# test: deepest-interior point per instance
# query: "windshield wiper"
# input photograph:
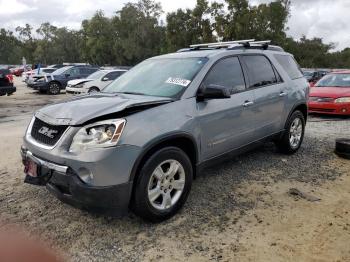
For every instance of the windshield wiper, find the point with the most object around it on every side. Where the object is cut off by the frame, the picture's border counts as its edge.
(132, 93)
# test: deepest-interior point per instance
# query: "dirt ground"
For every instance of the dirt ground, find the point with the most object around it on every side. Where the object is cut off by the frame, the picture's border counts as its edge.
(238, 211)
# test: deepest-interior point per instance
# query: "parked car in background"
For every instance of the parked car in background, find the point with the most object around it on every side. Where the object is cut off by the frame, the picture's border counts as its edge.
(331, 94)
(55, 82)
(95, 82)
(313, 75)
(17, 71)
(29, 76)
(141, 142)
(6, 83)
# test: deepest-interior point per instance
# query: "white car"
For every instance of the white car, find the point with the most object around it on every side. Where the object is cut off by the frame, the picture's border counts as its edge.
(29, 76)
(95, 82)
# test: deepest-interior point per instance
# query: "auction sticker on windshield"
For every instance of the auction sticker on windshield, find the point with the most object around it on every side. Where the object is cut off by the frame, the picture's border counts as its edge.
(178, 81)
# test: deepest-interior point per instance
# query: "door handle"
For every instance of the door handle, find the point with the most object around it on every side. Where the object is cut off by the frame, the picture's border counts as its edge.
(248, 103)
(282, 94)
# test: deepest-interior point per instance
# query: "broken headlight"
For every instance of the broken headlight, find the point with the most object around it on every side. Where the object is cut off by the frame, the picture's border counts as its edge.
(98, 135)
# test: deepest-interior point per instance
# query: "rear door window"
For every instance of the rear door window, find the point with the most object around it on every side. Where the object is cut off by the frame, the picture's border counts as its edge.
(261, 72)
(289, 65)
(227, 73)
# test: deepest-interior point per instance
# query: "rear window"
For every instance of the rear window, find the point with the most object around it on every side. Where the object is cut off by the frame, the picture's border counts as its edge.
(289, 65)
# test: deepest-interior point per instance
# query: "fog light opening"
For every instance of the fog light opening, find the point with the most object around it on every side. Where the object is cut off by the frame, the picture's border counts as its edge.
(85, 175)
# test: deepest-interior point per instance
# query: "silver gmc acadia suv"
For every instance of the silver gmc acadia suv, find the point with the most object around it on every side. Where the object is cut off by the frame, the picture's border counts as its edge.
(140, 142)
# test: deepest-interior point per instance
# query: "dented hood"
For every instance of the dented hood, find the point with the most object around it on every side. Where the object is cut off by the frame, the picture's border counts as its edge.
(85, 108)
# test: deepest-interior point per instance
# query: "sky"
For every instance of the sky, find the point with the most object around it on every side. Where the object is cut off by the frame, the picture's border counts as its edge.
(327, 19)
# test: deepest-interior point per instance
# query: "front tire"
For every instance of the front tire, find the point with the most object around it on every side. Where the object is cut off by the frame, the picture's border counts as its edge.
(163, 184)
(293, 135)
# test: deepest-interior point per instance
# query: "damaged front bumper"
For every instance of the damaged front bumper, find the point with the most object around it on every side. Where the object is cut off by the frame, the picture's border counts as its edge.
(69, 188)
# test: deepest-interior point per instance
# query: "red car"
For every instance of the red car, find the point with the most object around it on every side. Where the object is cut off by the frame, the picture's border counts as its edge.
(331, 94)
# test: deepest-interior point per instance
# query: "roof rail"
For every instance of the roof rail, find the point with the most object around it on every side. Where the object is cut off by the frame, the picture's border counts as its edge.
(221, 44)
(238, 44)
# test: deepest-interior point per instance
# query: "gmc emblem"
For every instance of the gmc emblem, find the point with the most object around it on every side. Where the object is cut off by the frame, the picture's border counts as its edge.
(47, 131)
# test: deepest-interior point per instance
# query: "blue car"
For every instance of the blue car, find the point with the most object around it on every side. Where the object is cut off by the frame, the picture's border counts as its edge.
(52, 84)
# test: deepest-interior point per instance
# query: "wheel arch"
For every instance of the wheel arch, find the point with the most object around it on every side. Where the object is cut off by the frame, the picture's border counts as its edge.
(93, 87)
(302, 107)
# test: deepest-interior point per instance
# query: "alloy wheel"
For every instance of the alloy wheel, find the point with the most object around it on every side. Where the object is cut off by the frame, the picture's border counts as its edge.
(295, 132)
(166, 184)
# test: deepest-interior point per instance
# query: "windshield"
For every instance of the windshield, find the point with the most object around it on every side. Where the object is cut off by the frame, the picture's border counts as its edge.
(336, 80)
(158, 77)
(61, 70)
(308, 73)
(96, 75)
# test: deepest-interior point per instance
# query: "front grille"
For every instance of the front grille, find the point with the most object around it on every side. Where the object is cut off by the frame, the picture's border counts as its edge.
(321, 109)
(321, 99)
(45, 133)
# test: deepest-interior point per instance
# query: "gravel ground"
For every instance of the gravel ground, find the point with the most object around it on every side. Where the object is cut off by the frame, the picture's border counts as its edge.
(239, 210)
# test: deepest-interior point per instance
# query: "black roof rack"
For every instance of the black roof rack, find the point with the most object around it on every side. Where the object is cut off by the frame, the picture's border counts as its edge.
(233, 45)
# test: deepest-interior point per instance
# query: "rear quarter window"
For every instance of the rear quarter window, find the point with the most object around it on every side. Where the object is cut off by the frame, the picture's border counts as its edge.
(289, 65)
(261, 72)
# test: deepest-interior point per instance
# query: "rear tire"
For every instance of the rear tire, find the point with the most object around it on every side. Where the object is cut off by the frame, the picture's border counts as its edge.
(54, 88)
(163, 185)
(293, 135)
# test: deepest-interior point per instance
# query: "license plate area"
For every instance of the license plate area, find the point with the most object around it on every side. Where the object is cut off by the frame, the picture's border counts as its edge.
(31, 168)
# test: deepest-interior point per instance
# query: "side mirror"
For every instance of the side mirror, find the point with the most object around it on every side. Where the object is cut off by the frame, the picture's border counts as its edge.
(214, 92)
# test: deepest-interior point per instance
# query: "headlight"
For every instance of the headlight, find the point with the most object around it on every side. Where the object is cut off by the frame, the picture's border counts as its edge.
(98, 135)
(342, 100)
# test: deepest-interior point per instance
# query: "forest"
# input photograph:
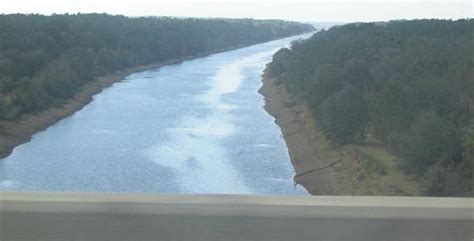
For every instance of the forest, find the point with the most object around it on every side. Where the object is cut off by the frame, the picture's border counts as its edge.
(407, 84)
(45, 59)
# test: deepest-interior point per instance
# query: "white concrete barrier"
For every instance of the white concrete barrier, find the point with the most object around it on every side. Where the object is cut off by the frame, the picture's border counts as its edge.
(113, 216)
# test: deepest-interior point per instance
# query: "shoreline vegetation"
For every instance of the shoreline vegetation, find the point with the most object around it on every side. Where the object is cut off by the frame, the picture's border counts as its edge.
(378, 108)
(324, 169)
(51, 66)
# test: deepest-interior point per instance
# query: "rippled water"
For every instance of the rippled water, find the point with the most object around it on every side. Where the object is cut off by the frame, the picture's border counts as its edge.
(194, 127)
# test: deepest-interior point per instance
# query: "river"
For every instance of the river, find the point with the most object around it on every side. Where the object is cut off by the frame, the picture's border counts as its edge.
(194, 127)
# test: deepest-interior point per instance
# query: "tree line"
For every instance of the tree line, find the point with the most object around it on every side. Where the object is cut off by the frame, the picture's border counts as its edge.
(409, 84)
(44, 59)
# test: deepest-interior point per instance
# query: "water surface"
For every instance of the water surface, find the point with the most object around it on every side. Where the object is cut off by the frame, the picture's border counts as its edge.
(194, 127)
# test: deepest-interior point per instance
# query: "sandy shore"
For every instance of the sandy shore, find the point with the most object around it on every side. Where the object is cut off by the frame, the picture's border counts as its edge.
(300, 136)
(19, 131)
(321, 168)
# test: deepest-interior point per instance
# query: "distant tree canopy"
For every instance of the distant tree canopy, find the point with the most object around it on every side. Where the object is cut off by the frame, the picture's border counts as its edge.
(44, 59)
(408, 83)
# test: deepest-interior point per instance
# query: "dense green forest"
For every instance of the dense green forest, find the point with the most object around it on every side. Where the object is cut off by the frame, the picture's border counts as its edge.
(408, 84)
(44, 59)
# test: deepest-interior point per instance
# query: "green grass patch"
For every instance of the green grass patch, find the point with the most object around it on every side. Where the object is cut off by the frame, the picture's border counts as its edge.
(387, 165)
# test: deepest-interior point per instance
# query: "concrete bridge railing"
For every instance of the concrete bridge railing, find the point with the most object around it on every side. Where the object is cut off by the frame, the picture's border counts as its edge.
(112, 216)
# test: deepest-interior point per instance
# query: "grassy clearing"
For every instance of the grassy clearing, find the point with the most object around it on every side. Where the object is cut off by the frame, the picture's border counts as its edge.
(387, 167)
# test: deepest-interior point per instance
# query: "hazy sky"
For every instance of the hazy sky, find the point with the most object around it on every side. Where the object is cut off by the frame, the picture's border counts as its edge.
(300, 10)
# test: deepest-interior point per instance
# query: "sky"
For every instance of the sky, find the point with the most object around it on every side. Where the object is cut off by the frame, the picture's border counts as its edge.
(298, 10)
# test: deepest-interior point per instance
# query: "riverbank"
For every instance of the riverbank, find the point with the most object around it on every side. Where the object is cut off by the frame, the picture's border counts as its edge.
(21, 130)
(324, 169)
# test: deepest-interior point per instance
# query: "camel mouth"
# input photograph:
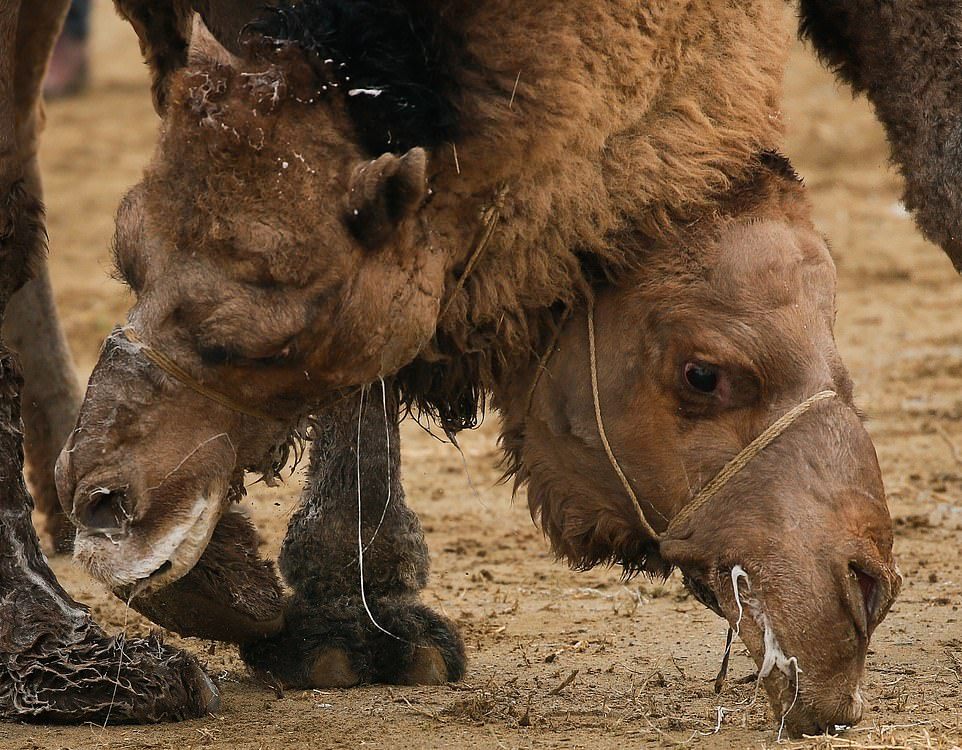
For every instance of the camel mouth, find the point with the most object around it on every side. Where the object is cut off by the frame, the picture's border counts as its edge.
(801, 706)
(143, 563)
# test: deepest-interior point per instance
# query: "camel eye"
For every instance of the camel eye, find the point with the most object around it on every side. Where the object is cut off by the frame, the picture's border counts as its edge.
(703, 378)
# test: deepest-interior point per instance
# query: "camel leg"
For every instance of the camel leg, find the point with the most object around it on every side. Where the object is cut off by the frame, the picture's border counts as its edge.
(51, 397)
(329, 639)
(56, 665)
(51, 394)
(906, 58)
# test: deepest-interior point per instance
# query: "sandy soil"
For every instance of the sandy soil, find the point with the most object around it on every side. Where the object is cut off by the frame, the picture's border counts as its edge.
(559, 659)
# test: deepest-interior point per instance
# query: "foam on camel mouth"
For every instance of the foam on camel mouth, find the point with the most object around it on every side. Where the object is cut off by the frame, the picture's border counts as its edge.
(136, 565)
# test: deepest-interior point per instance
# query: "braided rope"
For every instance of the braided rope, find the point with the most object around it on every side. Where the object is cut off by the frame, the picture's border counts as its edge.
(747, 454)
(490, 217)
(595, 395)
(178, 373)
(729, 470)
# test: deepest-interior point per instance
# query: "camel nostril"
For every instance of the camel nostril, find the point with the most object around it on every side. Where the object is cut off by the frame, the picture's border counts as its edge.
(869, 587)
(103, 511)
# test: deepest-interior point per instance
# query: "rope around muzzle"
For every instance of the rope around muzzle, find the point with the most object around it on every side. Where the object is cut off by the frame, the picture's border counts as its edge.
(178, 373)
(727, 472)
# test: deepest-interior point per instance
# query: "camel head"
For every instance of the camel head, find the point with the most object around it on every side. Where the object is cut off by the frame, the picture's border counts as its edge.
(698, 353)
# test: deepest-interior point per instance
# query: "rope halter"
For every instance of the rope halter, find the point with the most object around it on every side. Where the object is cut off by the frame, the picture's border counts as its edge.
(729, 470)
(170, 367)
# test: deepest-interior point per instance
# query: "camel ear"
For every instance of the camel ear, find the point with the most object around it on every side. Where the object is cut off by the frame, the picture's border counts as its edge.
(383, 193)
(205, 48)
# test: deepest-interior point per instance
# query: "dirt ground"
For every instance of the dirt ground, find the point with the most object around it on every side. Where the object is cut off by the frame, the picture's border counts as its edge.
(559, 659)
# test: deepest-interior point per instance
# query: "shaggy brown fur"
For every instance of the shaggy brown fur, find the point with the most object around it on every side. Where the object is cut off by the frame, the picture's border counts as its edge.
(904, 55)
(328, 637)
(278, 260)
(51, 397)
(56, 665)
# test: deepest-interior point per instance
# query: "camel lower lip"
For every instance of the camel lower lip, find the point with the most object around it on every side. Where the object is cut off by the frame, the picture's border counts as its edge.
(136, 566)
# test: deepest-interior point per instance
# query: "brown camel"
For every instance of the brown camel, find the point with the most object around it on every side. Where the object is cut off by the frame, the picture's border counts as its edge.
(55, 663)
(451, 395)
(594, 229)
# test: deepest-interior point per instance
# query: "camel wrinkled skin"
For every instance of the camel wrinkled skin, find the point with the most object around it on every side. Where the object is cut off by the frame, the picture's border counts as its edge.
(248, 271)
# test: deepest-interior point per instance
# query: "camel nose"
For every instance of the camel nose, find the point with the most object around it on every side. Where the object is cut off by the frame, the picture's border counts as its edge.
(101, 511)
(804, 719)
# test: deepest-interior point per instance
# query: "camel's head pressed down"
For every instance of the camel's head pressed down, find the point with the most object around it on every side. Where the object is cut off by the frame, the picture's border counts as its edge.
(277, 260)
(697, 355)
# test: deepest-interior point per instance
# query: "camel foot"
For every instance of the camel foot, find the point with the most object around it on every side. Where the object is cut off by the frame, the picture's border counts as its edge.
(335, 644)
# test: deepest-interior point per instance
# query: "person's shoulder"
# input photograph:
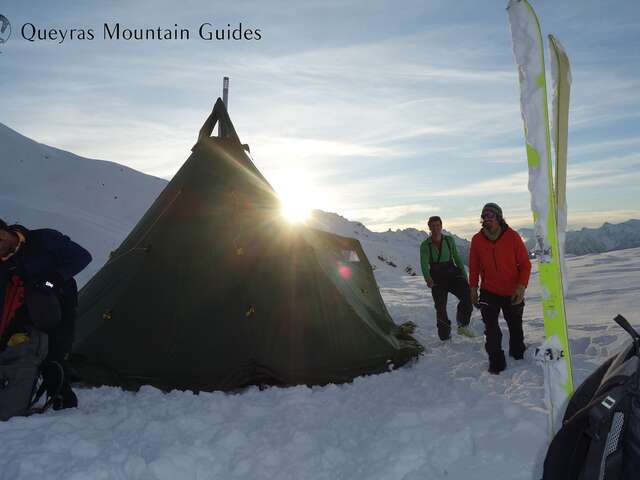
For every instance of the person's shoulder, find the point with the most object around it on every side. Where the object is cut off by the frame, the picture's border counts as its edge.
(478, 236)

To be done: Report how many lines in the listing above contain the string "mirror", with case counting. Give only the number.

Expected output: 2